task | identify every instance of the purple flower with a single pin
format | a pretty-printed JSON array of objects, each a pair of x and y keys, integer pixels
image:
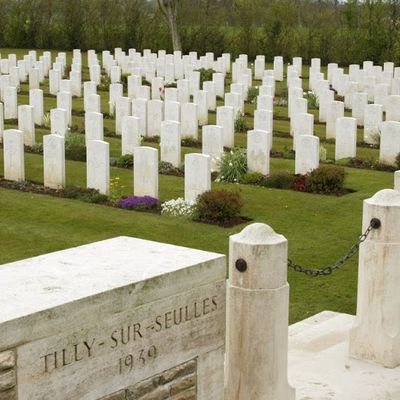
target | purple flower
[{"x": 139, "y": 202}]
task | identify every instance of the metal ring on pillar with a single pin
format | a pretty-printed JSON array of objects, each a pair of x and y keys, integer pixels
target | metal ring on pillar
[
  {"x": 375, "y": 223},
  {"x": 241, "y": 265}
]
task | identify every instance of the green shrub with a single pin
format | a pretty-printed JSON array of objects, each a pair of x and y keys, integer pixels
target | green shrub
[
  {"x": 252, "y": 94},
  {"x": 218, "y": 206},
  {"x": 252, "y": 178},
  {"x": 280, "y": 180},
  {"x": 83, "y": 194},
  {"x": 398, "y": 161},
  {"x": 205, "y": 75},
  {"x": 325, "y": 179},
  {"x": 240, "y": 123},
  {"x": 166, "y": 168},
  {"x": 75, "y": 148},
  {"x": 125, "y": 161},
  {"x": 233, "y": 165}
]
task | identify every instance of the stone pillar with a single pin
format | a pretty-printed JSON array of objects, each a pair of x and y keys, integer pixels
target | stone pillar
[
  {"x": 258, "y": 150},
  {"x": 13, "y": 153},
  {"x": 98, "y": 166},
  {"x": 257, "y": 316},
  {"x": 170, "y": 143},
  {"x": 197, "y": 175},
  {"x": 54, "y": 161},
  {"x": 397, "y": 180},
  {"x": 375, "y": 334},
  {"x": 145, "y": 172}
]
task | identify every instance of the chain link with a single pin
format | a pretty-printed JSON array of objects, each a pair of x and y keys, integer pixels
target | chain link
[{"x": 341, "y": 262}]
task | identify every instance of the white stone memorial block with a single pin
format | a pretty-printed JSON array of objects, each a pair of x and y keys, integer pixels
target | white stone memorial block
[
  {"x": 219, "y": 82},
  {"x": 10, "y": 103},
  {"x": 172, "y": 111},
  {"x": 335, "y": 111},
  {"x": 200, "y": 99},
  {"x": 375, "y": 335},
  {"x": 134, "y": 82},
  {"x": 54, "y": 161},
  {"x": 1, "y": 122},
  {"x": 397, "y": 180},
  {"x": 359, "y": 103},
  {"x": 64, "y": 101},
  {"x": 346, "y": 138},
  {"x": 256, "y": 362},
  {"x": 34, "y": 82},
  {"x": 123, "y": 108},
  {"x": 139, "y": 110},
  {"x": 171, "y": 94},
  {"x": 116, "y": 91},
  {"x": 183, "y": 86},
  {"x": 372, "y": 123},
  {"x": 93, "y": 103},
  {"x": 170, "y": 143},
  {"x": 307, "y": 154},
  {"x": 197, "y": 176},
  {"x": 26, "y": 124},
  {"x": 36, "y": 101},
  {"x": 88, "y": 89},
  {"x": 94, "y": 126},
  {"x": 213, "y": 144},
  {"x": 226, "y": 119},
  {"x": 258, "y": 150},
  {"x": 303, "y": 124},
  {"x": 154, "y": 117},
  {"x": 265, "y": 103},
  {"x": 145, "y": 171},
  {"x": 13, "y": 154},
  {"x": 209, "y": 87},
  {"x": 95, "y": 74},
  {"x": 171, "y": 323},
  {"x": 98, "y": 166},
  {"x": 58, "y": 122},
  {"x": 131, "y": 137},
  {"x": 390, "y": 142},
  {"x": 76, "y": 83},
  {"x": 54, "y": 81},
  {"x": 189, "y": 121},
  {"x": 393, "y": 108}
]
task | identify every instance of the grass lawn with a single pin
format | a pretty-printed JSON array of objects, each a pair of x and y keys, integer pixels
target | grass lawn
[{"x": 320, "y": 229}]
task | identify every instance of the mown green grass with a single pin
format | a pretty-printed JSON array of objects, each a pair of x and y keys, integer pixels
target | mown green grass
[{"x": 319, "y": 228}]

------

# [Exercise]
Pictures excluded, quote all the data above exactly.

# [Exercise solution]
task | identify every instance of the purple flower with a single pin
format | a pretty-printed JSON array of objects, each a pair of x and y keys, integer pixels
image:
target | purple flower
[{"x": 139, "y": 202}]
task | identify every instance of the metal ring on pillar with a single pin
format | a pretty-printed JSON array of objects, each a pair of x and y keys, integer pixels
target | metal ring on pillar
[
  {"x": 375, "y": 223},
  {"x": 241, "y": 265}
]
task | identify every instance of the green shrub with a single pin
format | a pretty-printed JSON array of objects, each a pair of x and y keys, integer pixels
target | green shrub
[
  {"x": 252, "y": 94},
  {"x": 218, "y": 206},
  {"x": 252, "y": 178},
  {"x": 280, "y": 180},
  {"x": 83, "y": 194},
  {"x": 398, "y": 161},
  {"x": 205, "y": 75},
  {"x": 325, "y": 179},
  {"x": 240, "y": 123},
  {"x": 166, "y": 168},
  {"x": 75, "y": 148},
  {"x": 125, "y": 161},
  {"x": 233, "y": 165}
]
task | identify every instance of the stone pillar with a single pin
format | a pretty-printed JSON array of objects, each a pair of x and y keys, integer pixels
target | stone pillar
[
  {"x": 258, "y": 150},
  {"x": 13, "y": 153},
  {"x": 98, "y": 166},
  {"x": 257, "y": 316},
  {"x": 170, "y": 143},
  {"x": 197, "y": 175},
  {"x": 54, "y": 161},
  {"x": 397, "y": 180},
  {"x": 375, "y": 334},
  {"x": 145, "y": 172}
]
task | identify every instance of the chain link with a single pin
format | a pretty-printed JSON array of objects, each a pair of x and y keys, integer pixels
target | chain link
[{"x": 341, "y": 262}]
task | identify every instance of the white stone memorial block with a single pin
format | a pretty-printed JSON array of objects, each a pair of x and y keys, integer pixels
target | white stone memorial block
[
  {"x": 219, "y": 82},
  {"x": 10, "y": 103},
  {"x": 172, "y": 111},
  {"x": 335, "y": 111},
  {"x": 200, "y": 99},
  {"x": 375, "y": 335},
  {"x": 134, "y": 82},
  {"x": 54, "y": 161},
  {"x": 1, "y": 122},
  {"x": 397, "y": 180},
  {"x": 359, "y": 103},
  {"x": 64, "y": 101},
  {"x": 346, "y": 138},
  {"x": 256, "y": 362},
  {"x": 34, "y": 82},
  {"x": 123, "y": 108},
  {"x": 139, "y": 110},
  {"x": 171, "y": 94},
  {"x": 116, "y": 91},
  {"x": 183, "y": 86},
  {"x": 372, "y": 123},
  {"x": 93, "y": 103},
  {"x": 170, "y": 143},
  {"x": 307, "y": 154},
  {"x": 197, "y": 176},
  {"x": 26, "y": 124},
  {"x": 36, "y": 101},
  {"x": 88, "y": 89},
  {"x": 94, "y": 126},
  {"x": 213, "y": 144},
  {"x": 226, "y": 119},
  {"x": 258, "y": 150},
  {"x": 303, "y": 124},
  {"x": 154, "y": 117},
  {"x": 265, "y": 103},
  {"x": 145, "y": 171},
  {"x": 13, "y": 154},
  {"x": 209, "y": 87},
  {"x": 95, "y": 74},
  {"x": 171, "y": 323},
  {"x": 98, "y": 166},
  {"x": 58, "y": 122},
  {"x": 131, "y": 137},
  {"x": 390, "y": 142},
  {"x": 76, "y": 83},
  {"x": 54, "y": 81},
  {"x": 189, "y": 121},
  {"x": 393, "y": 108}
]
task | identify every instance of the grass lawn with a single pin
format | a pretty-printed JSON array of objects, each a pair of x and y keys, integer pixels
target | grass lawn
[{"x": 320, "y": 229}]
task | identify every instance of the mown green grass with a single pin
format | a pretty-printed JSON array of objects, each a pair of x and y keys, integer pixels
target | mown green grass
[{"x": 319, "y": 228}]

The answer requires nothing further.